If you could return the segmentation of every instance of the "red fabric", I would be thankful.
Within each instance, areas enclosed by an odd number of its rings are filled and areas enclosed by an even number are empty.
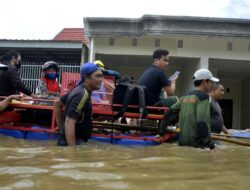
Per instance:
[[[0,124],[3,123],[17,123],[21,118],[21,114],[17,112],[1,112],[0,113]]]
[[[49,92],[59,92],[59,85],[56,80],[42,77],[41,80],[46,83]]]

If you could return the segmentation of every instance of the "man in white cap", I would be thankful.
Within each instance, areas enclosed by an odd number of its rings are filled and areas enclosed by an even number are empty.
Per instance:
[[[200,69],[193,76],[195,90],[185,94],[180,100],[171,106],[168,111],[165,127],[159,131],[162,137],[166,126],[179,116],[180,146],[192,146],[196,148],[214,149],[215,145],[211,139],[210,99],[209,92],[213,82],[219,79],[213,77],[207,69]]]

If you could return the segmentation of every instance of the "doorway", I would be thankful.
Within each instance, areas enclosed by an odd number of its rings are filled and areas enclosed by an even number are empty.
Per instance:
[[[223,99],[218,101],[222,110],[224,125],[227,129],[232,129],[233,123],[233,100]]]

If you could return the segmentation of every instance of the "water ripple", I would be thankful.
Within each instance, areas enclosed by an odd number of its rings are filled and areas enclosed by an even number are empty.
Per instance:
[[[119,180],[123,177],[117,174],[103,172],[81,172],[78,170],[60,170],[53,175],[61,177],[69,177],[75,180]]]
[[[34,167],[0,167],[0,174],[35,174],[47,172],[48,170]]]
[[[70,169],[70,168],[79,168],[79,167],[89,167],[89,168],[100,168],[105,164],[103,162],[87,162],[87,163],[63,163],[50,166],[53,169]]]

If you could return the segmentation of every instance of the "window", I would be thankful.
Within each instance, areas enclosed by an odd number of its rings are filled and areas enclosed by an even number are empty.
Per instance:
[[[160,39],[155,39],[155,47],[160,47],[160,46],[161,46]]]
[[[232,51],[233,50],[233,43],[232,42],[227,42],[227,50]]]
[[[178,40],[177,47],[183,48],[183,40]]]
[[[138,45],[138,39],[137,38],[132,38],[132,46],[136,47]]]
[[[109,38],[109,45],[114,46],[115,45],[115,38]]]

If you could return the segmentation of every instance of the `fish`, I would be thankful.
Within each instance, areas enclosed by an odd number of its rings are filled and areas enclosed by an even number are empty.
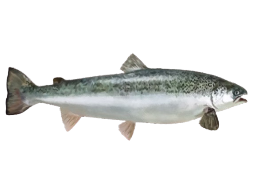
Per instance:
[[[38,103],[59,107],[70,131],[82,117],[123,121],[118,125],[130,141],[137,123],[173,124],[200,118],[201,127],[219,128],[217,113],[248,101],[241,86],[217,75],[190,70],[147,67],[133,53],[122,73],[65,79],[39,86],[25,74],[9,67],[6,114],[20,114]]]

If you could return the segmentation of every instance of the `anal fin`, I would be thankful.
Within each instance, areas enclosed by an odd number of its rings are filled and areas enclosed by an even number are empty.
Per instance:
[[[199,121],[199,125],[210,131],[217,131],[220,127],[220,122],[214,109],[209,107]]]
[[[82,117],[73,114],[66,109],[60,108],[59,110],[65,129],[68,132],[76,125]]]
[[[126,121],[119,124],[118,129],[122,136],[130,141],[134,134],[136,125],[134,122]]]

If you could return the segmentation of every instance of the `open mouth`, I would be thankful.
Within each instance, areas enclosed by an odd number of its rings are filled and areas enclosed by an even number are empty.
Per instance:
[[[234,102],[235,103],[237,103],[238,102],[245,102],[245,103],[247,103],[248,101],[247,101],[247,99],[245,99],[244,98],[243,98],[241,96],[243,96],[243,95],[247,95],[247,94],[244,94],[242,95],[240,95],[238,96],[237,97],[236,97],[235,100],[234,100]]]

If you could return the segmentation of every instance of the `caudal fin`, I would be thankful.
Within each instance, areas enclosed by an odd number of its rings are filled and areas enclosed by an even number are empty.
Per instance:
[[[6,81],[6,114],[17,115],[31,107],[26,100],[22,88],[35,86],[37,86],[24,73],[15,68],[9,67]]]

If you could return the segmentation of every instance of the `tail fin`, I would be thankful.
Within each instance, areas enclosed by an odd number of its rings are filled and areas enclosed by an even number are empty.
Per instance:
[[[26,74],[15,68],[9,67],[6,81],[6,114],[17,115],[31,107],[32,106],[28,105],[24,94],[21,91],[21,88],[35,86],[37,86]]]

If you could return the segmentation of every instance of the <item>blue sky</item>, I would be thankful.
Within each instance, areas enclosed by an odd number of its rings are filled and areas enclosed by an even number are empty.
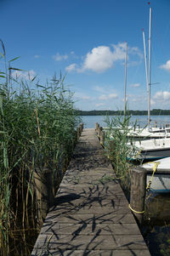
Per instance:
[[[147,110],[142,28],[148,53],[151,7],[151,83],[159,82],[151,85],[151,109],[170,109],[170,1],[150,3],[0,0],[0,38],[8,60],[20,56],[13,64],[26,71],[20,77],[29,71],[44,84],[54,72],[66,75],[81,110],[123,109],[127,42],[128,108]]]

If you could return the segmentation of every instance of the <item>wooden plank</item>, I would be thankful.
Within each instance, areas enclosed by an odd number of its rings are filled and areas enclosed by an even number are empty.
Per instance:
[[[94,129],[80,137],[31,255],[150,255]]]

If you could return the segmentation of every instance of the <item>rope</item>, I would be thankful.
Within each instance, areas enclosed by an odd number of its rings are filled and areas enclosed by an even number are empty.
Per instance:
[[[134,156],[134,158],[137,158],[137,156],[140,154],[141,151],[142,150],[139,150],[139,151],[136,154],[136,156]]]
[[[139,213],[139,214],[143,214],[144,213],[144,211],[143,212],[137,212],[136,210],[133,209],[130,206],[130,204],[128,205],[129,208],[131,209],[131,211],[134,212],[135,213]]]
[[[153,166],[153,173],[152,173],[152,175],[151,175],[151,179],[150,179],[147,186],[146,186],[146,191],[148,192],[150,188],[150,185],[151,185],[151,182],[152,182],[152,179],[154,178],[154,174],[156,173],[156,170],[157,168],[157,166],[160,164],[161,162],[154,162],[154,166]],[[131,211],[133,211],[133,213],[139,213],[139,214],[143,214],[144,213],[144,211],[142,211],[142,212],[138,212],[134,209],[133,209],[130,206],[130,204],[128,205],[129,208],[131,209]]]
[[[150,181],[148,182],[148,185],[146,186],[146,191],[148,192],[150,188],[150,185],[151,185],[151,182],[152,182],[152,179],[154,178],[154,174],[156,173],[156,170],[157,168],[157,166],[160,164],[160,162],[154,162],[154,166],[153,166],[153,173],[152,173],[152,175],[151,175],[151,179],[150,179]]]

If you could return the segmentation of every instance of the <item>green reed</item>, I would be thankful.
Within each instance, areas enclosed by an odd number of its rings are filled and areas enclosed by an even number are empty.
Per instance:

(Exercise description) Reproduce all of the data above word for word, leaving out the pictures.

(Task response)
If you could return the segmentation of every instance of the "red fabric", I would be thankful.
Within each instance, areas enclosed by an odd number of its rings are filled and areas enclosed by an even number are empty.
Per instance:
[[[0,124],[3,123],[17,123],[21,118],[21,114],[17,112],[1,112],[0,113]]]
[[[49,92],[59,92],[59,85],[56,80],[42,77],[41,80],[46,83]]]

If you could return the segmentation of every instance of the "man in white cap", I would be thankful.
Within each instance, areas enclosed by an odd number of its rings are filled and areas enclosed by an even number are empty.
Per instance:
[[[200,69],[193,76],[195,90],[185,94],[180,100],[171,106],[168,111],[165,127],[159,131],[162,137],[166,126],[179,116],[180,146],[192,146],[196,148],[214,149],[215,145],[211,139],[210,99],[209,92],[213,82],[219,79],[213,77],[207,69]]]

If you could return the segmentation of every instance of the "doorway", I would be thankful.
Within each instance, areas enclosed by an odd number of its rings are filled and areas enclosed by an even number are empty.
Per instance:
[[[223,99],[218,101],[222,110],[224,125],[227,129],[232,129],[233,123],[233,100]]]

If you could return the segmentation of every instance of the "water ripple", I would be thankful.
Within each instance, areas enclosed by an odd number of its rings are filled and areas enclosed by an even number are empty.
Per instance:
[[[119,180],[123,177],[117,174],[103,172],[81,172],[78,170],[60,170],[53,175],[61,177],[69,177],[75,180]]]
[[[34,167],[0,167],[0,174],[35,174],[47,172],[48,170]]]
[[[70,169],[70,168],[79,168],[79,167],[89,167],[89,168],[100,168],[105,164],[103,162],[87,162],[87,163],[63,163],[50,166],[53,169]]]

If you could return the segmentation of every instance of the "window", I would be thankful.
Within each instance, areas enclosed by an odd number of its rings are filled and areas enclosed by an even number are empty.
Per instance:
[[[160,39],[155,39],[155,47],[160,47],[160,46],[161,46]]]
[[[232,51],[233,50],[233,43],[232,42],[227,42],[227,50]]]
[[[178,40],[177,47],[183,48],[183,40]]]
[[[138,45],[138,39],[137,38],[132,38],[132,46],[136,47]]]
[[[109,38],[109,45],[114,46],[115,45],[115,38]]]

If you could return the segmentation of every instance of the `fish`, I would be thankful.
Within each instance, areas enclosed by an odd number of its rings are filled and areas enclosed by an even number are empty.
Per instance:
[[[38,103],[59,107],[70,131],[82,117],[123,121],[118,125],[130,141],[137,123],[173,124],[200,118],[201,127],[219,128],[217,113],[248,101],[241,86],[217,75],[190,70],[147,67],[133,53],[122,73],[65,79],[39,86],[25,74],[9,67],[6,114],[20,114]]]

If you could return the segmentation of every instance of the `anal fin`, I would be thankful.
Within each instance, areas enclosed by an odd number of its rings are filled and areas enclosed by an even number are empty.
Per instance:
[[[199,121],[199,125],[210,131],[217,131],[220,127],[220,122],[214,109],[209,107]]]
[[[82,117],[73,114],[66,109],[60,108],[59,110],[65,129],[68,132],[76,125]]]
[[[126,121],[119,124],[118,129],[122,136],[130,141],[134,134],[136,125],[134,122]]]

If you could return the segmentation of every instance of the `open mouth`, I would be thankful.
Within each instance, areas enclosed by an odd number of its rings are filled and areas enclosed by an even number are empty.
Per instance:
[[[234,102],[235,103],[237,103],[238,102],[245,102],[245,103],[247,103],[248,101],[247,101],[247,99],[245,99],[244,98],[243,98],[241,96],[243,96],[243,95],[247,95],[247,94],[244,94],[242,95],[240,95],[238,96],[237,97],[236,97],[235,100],[234,100]]]

If you could return the segmentation of every instance of the `caudal fin`, I would be thankful.
Within each instance, areas enclosed by an odd number of its rings are filled and areas enclosed by an even number are empty.
Per instance:
[[[6,81],[6,114],[17,115],[31,107],[26,100],[22,88],[35,86],[37,86],[24,73],[15,68],[9,67]]]

If you could return the segmentation of every instance of the `tail fin`, I would be thankful.
Within each instance, areas enclosed by an odd number of its rings are filled and areas enclosed by an even number are empty.
Per instance:
[[[26,74],[15,68],[9,67],[6,81],[6,114],[17,115],[31,107],[32,106],[28,105],[24,94],[21,91],[21,88],[35,86],[37,86]]]

If you could return the segmentation of every instance of the <item>blue sky</item>, I would be thankful.
Within each instance, areas enclosed by an odd number of its rings are filled and areas enclosed by an even number are empty.
Per instance:
[[[147,110],[142,28],[148,53],[151,7],[151,83],[159,82],[151,85],[151,109],[170,109],[170,1],[150,3],[0,0],[0,38],[8,60],[20,56],[13,64],[26,71],[20,77],[29,71],[44,84],[54,72],[66,75],[81,110],[123,109],[127,42],[128,108]]]

If you could return the segmentation of every instance of the <item>wooden plank</item>, I would be thankful.
Within each instance, areas enclosed by an odd number of its rings are filled and areas enclosed by an even number are empty.
Per instance:
[[[94,129],[80,137],[31,255],[150,255]]]

If you could return the segmentation of every instance of the <item>rope</item>, I would be thankful.
Within each instance, areas enclosed by an odd number of its rings are filled and areas enclosed by an even number are empty.
Per instance:
[[[134,156],[134,158],[137,158],[137,156],[140,154],[141,151],[142,150],[139,150],[139,151],[136,154],[136,156]]]
[[[139,213],[139,214],[143,214],[144,213],[144,211],[143,212],[137,212],[136,210],[133,209],[130,206],[130,204],[128,205],[129,208],[131,209],[131,211],[134,212],[135,213]]]
[[[153,166],[153,173],[152,173],[152,175],[151,175],[151,179],[150,179],[147,186],[146,186],[146,191],[148,192],[150,188],[150,185],[151,185],[151,182],[152,182],[152,179],[154,178],[154,174],[156,173],[156,170],[157,168],[157,166],[160,164],[161,162],[154,162],[154,166]],[[131,211],[133,211],[133,213],[139,213],[139,214],[143,214],[144,213],[144,211],[142,211],[142,212],[138,212],[134,209],[133,209],[130,206],[130,204],[128,205],[129,208],[131,209]]]
[[[150,181],[148,182],[148,185],[146,186],[146,191],[148,192],[150,188],[150,185],[151,185],[151,182],[152,182],[152,179],[154,178],[154,174],[156,173],[156,170],[157,168],[157,166],[160,164],[160,162],[154,162],[154,166],[153,166],[153,173],[152,173],[152,175],[151,175],[151,179],[150,179]]]

If you could return the segmentation of every instance of the <item>green reed</item>, I would be thankful.
Within each instance, areas enclosed by an odd number of its rings are filled and areas enclosed by an even number are empty.
Per instance:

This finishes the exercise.